## Passage to read:
***

Context
sBID is a web platform used across all of Catalonia to manage internships for FP students (Formació Professional — Spain’s vocational training program). Every student going through FP intermediate or advanced uses it. Their school uses it. Their tutor uses it. The companies hosting them use it.
That means the platform holds a complete record of every student’s personal data: full name, date of birth, home address, phone number, email, national ID number (DNI), social security number (INSS), and in many cases family contact details including relatives’ phone numbers. It also stores data on teachers, schools, and companies across the entire region.
We’re talking about 200,000+ active students. Many of them minors.
In January 2026, I found that every single one of those records was accessible to any authenticated user and that any account in the system could be fully taken over in a matter of minutes.
This is how it worked.

***

## Requirement 1:
In the records, put the lines running from the one that contains "the bird's foot" through the end of the records into a JSON list of strings, one string per line, with blank lines left out.
The records have no connection to the text about the sBID platform.

(Records from a collection)
***

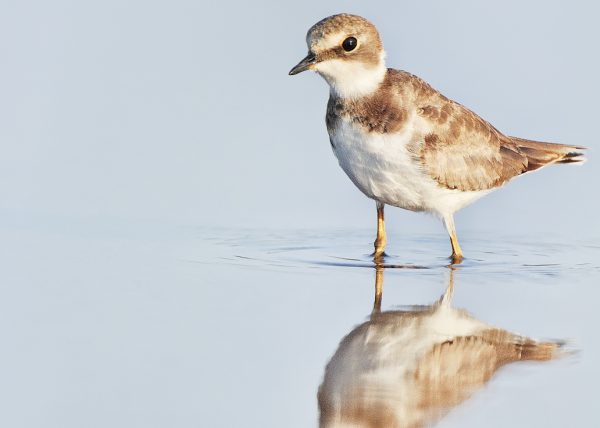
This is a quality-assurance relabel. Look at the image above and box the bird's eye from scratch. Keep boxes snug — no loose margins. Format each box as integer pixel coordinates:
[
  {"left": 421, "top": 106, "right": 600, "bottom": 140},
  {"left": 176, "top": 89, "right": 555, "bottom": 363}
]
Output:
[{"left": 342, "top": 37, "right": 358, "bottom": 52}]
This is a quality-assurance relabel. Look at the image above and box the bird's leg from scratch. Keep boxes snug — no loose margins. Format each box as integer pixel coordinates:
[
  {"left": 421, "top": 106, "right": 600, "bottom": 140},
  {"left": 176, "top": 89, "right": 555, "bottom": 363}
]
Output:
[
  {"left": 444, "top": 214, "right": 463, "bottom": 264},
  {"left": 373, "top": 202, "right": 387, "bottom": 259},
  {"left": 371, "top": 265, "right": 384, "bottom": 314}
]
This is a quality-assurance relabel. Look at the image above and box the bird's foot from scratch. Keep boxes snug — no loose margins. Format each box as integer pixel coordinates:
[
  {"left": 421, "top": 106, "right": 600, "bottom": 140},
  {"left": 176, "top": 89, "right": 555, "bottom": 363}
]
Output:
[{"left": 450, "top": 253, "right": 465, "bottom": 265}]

***

## Requirement 2:
Continue the write-up on the sBID internship platform exposure, starting after its final sentence.

## Written response 1:
[
  "This is a quality-assurance relabel. Look at the image above and box the bird's foot from scratch. Keep boxes snug — no loose margins. Format each box as integer pixel coordinates:",
  "[",
  "  {\"left\": 421, \"top\": 106, \"right\": 600, \"bottom\": 140},",
  "  {\"left\": 176, \"top\": 89, \"right\": 555, \"bottom\": 363}",
  "]",
  "Output:",
  "[{\"left\": 450, \"top\": 253, \"right\": 465, \"bottom\": 265}]"
]

## Written response 2:
The first IDOR
I was browsing sBID as a normal student when I noticed something. Every time I clicked on my own profile details, the browser made a request like this:
GET /sBid/jsp/detall/alumne.jsp?aid=2281234&aversio=0&modal=dtH019209026
Host: www.empresaiformacio.org
Cookie: JSESSIONID={my_session}The aid parameter caught my eye. It looked like a plain numeric ID. No hash, no token, nothing opaque about it. Just a number.
So I changed it.
GET /sBid/jsp/detall/alumne.jsp?aid=2281235&aversio=0&modal=dtH019209026The server returned a 200 with a full HTML page containing someone else’s personal data. Full name, date of birth, home address, phone number, email, and social security number. No error. No access denied. Just data.
The system was checking that I was logged in. It was not checking whether I was allowed to see that specific record.
That’s an IDOR. And this was just the first one.
It gets worse
I kept looking. The same pattern appeared everywhere.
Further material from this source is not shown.